(Stored data entries)
--- --- ---
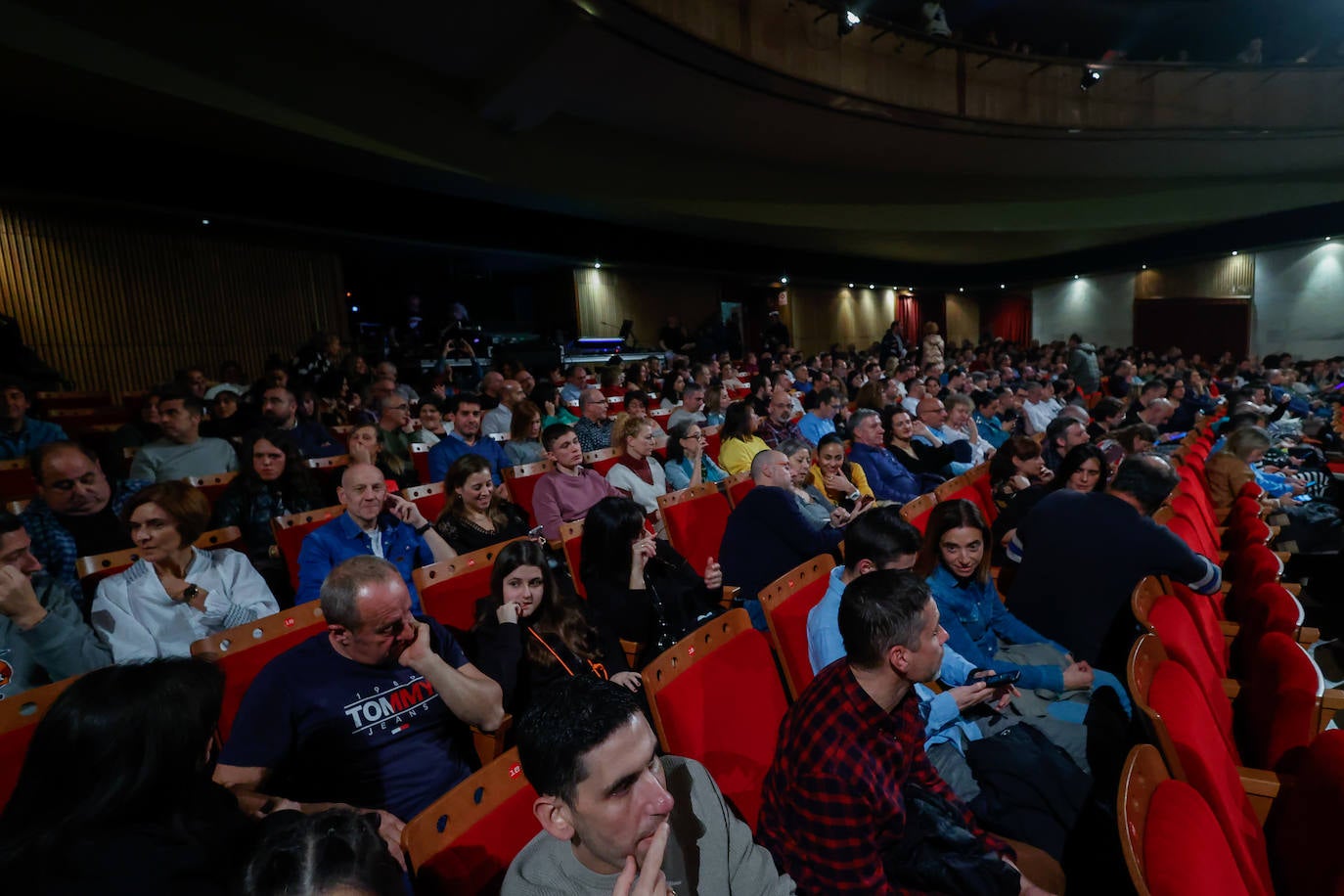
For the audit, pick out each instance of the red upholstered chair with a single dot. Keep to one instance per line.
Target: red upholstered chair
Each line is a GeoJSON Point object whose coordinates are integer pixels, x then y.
{"type": "Point", "coordinates": [1172, 842]}
{"type": "Point", "coordinates": [1303, 830]}
{"type": "Point", "coordinates": [730, 730]}
{"type": "Point", "coordinates": [786, 604]}
{"type": "Point", "coordinates": [449, 590]}
{"type": "Point", "coordinates": [739, 485]}
{"type": "Point", "coordinates": [243, 650]}
{"type": "Point", "coordinates": [19, 718]}
{"type": "Point", "coordinates": [521, 482]}
{"type": "Point", "coordinates": [917, 512]}
{"type": "Point", "coordinates": [694, 520]}
{"type": "Point", "coordinates": [430, 499]}
{"type": "Point", "coordinates": [467, 838]}
{"type": "Point", "coordinates": [291, 529]}
{"type": "Point", "coordinates": [1196, 752]}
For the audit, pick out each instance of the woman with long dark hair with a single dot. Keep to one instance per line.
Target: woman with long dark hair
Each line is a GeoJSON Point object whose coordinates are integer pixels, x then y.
{"type": "Point", "coordinates": [639, 586]}
{"type": "Point", "coordinates": [530, 634]}
{"type": "Point", "coordinates": [115, 792]}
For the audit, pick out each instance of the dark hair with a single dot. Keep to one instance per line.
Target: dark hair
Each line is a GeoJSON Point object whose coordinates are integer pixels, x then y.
{"type": "Point", "coordinates": [609, 528]}
{"type": "Point", "coordinates": [1148, 478]}
{"type": "Point", "coordinates": [187, 506]}
{"type": "Point", "coordinates": [122, 745]}
{"type": "Point", "coordinates": [566, 723]}
{"type": "Point", "coordinates": [737, 422]}
{"type": "Point", "coordinates": [879, 536]}
{"type": "Point", "coordinates": [338, 848]}
{"type": "Point", "coordinates": [556, 612]}
{"type": "Point", "coordinates": [879, 610]}
{"type": "Point", "coordinates": [1078, 456]}
{"type": "Point", "coordinates": [944, 517]}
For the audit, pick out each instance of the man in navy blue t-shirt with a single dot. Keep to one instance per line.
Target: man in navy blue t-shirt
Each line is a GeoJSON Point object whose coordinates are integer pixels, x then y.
{"type": "Point", "coordinates": [371, 713]}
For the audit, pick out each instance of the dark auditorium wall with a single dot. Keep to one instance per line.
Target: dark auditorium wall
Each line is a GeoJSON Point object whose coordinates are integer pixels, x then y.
{"type": "Point", "coordinates": [121, 308]}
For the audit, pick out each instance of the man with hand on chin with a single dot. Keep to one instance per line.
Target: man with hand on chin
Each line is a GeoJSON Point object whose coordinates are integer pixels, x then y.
{"type": "Point", "coordinates": [617, 819]}
{"type": "Point", "coordinates": [370, 713]}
--- --- ---
● Exercise instructions:
Each record should be copied exactly, and each image left out.

● Exercise answer:
For the audit, pick out each instance of the red upholstered chair with a single dot. Keep to one instance per line.
Target: red upholstered chair
Each line is a GeoJSON Point object whose coordinates are integer pixels, x then y.
{"type": "Point", "coordinates": [1172, 842]}
{"type": "Point", "coordinates": [1303, 830]}
{"type": "Point", "coordinates": [730, 730]}
{"type": "Point", "coordinates": [786, 604]}
{"type": "Point", "coordinates": [449, 590]}
{"type": "Point", "coordinates": [739, 485]}
{"type": "Point", "coordinates": [243, 650]}
{"type": "Point", "coordinates": [19, 718]}
{"type": "Point", "coordinates": [521, 482]}
{"type": "Point", "coordinates": [917, 512]}
{"type": "Point", "coordinates": [694, 520]}
{"type": "Point", "coordinates": [430, 499]}
{"type": "Point", "coordinates": [467, 838]}
{"type": "Point", "coordinates": [291, 529]}
{"type": "Point", "coordinates": [1196, 752]}
For the audit, pick out each instance of the woman with long dark hair with a single dot. Keep to one instance per line.
Target: woman with long dark hair
Each line is a GeoJSON Point object whose coordinates are integer pixels, x then y.
{"type": "Point", "coordinates": [639, 586]}
{"type": "Point", "coordinates": [530, 634]}
{"type": "Point", "coordinates": [115, 792]}
For the audit, pick out each instance of the dark hair with a single dot. Keep to one instance per line.
Target: dark hair
Each line is a GeoJSON Point object whose coordinates are integer pixels, x then y.
{"type": "Point", "coordinates": [609, 528]}
{"type": "Point", "coordinates": [1148, 478]}
{"type": "Point", "coordinates": [187, 506]}
{"type": "Point", "coordinates": [122, 745]}
{"type": "Point", "coordinates": [566, 723]}
{"type": "Point", "coordinates": [737, 422]}
{"type": "Point", "coordinates": [879, 536]}
{"type": "Point", "coordinates": [338, 848]}
{"type": "Point", "coordinates": [556, 612]}
{"type": "Point", "coordinates": [879, 610]}
{"type": "Point", "coordinates": [1078, 456]}
{"type": "Point", "coordinates": [944, 517]}
For the audit, pick out each instance of the man in navy blue t-shirt with a single dot. Keep to one instance per line.
Target: man in navy blue t-shirt
Each line is a GeoJSON Point object whose coordinates are integer pixels, x then y.
{"type": "Point", "coordinates": [371, 713]}
For the audit, pick out each instance of the dark auditorium wall with a single dot. Keep to one instance per line.
Target: dark auditorium wall
Each line is a GeoJSON Point object whose coordinates are integer pixels, x then y.
{"type": "Point", "coordinates": [121, 308]}
For the audit, pick out each instance of the man with hand on chin with a single dot. Keep to one instance per line.
Target: man with hand on chin
Each line is a GeoJSON Point object whose coordinates are integer pixels, x then y.
{"type": "Point", "coordinates": [617, 819]}
{"type": "Point", "coordinates": [370, 713]}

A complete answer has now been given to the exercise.